■ **Set task 1**:
Rewrite the passage of the essay on autonomy starting with "Giving our human-like" and going on through "technical problems today.", changing "ethics" to "morality".

I lead autonomy at Boeing. What exactly do I do?

We engineers have kidnapped a word that doesn’t belong to us. Autonomy is not a tech word, it’s the ability to act independently. It’s freedom that we design in and give to machines.

It’s also a bit more. Autonomy is the ability to make decisions and act independently based on goals, knowledge, and understanding of the environment. It’s an exploding technical area with new discoveries daily and maybe one of the most exciting tech explosions in human history.

We can fall into a trap that autonomy is code — a set of instructions governing a system. Code is just language, a set of signals, it’s not a capability. We remember Descartes for his radical skepticism or for giving us the X and Y axes, but he is the first person who really get credit for the concept of autonomy with his “thinking self” or the “cogito.” Descartes argued that the ability to think and reason independently was the foundation of autonomy.

But I work on giving life and freedom to machines, what does that look like? Goethe gives us a good mental picture in his Der Zauberlehrling (later adapted in Disney’s “Fantasia”) when the sorcerer’s apprentice attempts to use magic to bring a broom to life to do his chores only to lose his own autonomy as chaos ensues.

Giving our human-like freedom to machines is dangerous and every autonomy story gets at this emergent danger. This is why autonomy and ethics are inextricably linked and “containment” (keeping AI from taking over) or “alignment” (making AI share our values) are the most important (and challenging) technical problems today.

A lessor known story gets at the promise, power and peril of autonomy. The Golem of Prague emerged from Jewish folklore in the 16th century. From centuries of pogroms, the persecuted Jews of Eastern Europe found comfort in the story of a powerful creature with supernatural strength who patrolled the streets of the Jewish ghetto in Prague, protecting the community from attacks and harassment.

■ **Set task 2**:
Please copy out every line of the entries below that contains the word "blue".

■ **Records for this exercise**:

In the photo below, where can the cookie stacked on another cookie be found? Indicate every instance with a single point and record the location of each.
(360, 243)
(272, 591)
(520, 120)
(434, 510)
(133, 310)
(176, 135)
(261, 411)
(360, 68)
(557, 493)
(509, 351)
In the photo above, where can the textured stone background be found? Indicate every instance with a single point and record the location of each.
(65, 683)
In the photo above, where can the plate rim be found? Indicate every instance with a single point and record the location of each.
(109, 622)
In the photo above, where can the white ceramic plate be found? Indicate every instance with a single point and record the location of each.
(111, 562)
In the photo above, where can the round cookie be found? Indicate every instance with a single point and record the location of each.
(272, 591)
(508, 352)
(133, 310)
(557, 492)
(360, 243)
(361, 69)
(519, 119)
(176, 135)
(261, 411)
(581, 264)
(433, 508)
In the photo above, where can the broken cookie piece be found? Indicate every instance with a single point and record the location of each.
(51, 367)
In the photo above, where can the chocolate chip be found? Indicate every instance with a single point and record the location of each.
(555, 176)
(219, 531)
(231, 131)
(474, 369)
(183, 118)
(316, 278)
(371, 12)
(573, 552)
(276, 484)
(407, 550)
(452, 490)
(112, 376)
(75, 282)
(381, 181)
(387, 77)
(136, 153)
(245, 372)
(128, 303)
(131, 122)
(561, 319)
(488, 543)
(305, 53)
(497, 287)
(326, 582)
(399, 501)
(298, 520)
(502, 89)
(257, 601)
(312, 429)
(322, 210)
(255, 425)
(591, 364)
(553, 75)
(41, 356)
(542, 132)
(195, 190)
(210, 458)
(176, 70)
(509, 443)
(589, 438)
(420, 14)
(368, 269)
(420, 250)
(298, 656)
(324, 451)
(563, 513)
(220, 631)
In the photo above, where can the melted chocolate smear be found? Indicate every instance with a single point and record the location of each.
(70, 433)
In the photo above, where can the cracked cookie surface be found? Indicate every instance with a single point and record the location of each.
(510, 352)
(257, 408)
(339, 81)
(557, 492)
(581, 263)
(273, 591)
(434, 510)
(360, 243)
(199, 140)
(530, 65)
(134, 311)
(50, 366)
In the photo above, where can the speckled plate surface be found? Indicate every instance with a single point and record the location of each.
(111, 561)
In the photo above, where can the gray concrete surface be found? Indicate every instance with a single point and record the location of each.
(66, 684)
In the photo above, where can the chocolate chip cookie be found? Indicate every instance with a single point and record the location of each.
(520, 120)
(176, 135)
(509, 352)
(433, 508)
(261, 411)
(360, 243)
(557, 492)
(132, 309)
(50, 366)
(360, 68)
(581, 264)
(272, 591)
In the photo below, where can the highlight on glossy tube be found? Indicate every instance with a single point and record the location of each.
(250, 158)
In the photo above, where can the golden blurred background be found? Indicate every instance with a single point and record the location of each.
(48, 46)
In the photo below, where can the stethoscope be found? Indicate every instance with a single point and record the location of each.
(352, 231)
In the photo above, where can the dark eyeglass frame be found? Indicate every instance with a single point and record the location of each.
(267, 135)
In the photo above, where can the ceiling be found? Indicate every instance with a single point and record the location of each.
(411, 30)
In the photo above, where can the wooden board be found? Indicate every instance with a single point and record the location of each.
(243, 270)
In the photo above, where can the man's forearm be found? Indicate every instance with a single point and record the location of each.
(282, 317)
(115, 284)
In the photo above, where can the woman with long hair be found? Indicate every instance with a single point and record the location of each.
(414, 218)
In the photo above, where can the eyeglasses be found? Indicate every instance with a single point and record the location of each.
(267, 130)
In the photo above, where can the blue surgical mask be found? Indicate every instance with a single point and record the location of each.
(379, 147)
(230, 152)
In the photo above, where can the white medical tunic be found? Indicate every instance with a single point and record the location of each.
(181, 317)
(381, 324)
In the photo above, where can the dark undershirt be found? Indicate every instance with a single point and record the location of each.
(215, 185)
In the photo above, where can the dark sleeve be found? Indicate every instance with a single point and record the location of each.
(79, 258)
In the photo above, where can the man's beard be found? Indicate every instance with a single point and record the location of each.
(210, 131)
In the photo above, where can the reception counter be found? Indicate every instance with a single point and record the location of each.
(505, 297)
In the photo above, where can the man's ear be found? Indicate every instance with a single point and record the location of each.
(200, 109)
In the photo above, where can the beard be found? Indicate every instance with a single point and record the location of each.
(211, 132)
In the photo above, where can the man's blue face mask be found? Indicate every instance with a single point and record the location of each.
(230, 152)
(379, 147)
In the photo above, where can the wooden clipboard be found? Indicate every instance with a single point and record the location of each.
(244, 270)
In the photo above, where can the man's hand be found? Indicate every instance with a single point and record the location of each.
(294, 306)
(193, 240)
...
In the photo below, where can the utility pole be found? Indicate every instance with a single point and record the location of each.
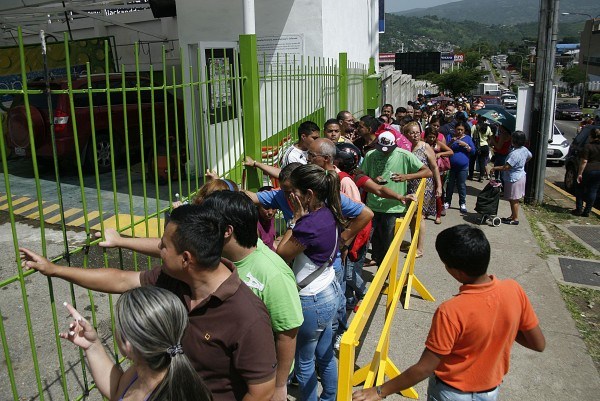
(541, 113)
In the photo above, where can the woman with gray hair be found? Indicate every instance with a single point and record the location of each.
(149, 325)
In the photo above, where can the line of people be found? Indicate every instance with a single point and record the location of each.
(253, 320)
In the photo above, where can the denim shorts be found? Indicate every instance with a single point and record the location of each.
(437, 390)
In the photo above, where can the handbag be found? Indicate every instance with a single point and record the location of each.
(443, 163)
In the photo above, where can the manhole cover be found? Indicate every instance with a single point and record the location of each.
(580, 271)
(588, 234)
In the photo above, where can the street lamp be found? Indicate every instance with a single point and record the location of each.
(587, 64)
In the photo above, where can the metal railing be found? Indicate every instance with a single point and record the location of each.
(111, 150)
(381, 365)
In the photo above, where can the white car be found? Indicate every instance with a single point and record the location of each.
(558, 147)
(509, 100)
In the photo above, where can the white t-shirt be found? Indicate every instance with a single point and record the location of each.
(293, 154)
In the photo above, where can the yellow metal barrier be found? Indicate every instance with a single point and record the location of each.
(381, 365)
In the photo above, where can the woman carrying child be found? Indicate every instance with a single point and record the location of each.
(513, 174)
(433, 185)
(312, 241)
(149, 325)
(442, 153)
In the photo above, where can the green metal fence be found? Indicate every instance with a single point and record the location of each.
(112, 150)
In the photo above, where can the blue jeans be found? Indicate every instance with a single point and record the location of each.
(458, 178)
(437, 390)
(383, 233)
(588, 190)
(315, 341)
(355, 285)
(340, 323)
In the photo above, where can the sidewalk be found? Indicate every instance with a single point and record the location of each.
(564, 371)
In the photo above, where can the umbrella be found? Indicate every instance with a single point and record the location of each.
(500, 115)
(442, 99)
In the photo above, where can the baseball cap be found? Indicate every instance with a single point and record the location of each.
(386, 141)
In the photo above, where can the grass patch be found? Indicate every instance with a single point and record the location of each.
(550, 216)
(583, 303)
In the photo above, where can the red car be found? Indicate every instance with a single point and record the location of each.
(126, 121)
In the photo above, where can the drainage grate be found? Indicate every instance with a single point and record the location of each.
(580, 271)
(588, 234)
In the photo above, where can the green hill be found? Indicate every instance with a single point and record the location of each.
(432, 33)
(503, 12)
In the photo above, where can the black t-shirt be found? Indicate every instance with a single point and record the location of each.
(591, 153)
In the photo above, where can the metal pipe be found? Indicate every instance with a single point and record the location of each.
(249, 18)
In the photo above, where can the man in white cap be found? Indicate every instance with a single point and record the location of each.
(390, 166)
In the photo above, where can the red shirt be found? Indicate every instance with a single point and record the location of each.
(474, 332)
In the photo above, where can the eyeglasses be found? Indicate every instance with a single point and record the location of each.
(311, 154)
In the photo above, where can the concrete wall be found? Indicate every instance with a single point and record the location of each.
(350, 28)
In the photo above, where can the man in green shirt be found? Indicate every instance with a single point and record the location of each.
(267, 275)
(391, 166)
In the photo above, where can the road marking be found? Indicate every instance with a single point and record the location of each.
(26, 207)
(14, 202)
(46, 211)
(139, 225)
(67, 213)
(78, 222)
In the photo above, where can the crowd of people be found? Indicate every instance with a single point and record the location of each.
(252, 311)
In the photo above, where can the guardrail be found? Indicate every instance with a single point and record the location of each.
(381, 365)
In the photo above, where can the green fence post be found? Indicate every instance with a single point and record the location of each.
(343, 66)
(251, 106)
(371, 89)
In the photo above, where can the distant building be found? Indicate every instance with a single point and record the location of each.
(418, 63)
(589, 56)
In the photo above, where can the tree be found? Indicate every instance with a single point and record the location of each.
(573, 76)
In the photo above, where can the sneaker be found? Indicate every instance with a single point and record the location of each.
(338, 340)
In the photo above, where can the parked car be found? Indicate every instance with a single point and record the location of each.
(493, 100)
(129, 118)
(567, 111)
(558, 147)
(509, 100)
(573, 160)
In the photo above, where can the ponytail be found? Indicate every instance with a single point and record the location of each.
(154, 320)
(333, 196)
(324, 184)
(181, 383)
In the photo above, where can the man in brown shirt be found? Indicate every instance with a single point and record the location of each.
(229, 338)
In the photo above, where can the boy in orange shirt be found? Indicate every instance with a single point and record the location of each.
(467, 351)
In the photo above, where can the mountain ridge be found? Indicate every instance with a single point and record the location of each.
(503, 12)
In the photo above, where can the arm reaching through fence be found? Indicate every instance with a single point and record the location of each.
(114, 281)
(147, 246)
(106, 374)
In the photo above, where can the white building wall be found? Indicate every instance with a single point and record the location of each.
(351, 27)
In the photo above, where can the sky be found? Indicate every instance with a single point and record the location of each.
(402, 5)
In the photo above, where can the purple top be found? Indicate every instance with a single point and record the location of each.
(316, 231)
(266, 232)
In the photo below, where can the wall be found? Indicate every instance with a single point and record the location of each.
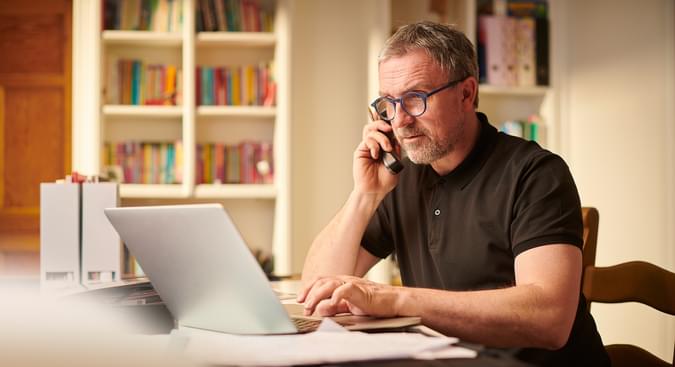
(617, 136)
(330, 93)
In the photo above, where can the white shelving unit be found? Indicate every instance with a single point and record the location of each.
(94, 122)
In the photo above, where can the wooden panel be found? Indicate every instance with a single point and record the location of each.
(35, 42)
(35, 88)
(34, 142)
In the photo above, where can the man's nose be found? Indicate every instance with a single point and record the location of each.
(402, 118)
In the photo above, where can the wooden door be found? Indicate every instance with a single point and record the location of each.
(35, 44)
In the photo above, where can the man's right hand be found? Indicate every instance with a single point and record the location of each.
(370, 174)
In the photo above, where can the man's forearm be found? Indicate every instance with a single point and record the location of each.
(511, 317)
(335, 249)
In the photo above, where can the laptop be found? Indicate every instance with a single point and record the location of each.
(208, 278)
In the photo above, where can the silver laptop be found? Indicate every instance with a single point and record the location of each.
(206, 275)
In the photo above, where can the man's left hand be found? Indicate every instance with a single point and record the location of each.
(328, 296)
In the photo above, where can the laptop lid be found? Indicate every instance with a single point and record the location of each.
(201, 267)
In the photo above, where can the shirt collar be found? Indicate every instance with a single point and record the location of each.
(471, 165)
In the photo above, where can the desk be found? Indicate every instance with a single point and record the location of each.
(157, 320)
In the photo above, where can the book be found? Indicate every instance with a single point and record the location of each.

■ **Full answer 1**:
Giving our human-like freedom to machines is dangerous and every autonomy story gets at this emergent danger. This is why autonomy and morality are inextricably linked and “containment” (keeping AI from taking over) or “alignment” (making AI share our values) are the most important (and challenging) technical problems today.

■ **Full answer 2**:
In the photo above, where can the blue surgical mask be found? Indicate every instance with a single point and record the location of each.
In the photo above, where can the man's blue face mask be found? Indicate every instance with a single point and record the location of each.
In the photo above, where can the blue jeans be found? Indicate every instance with a single point and record the location of each.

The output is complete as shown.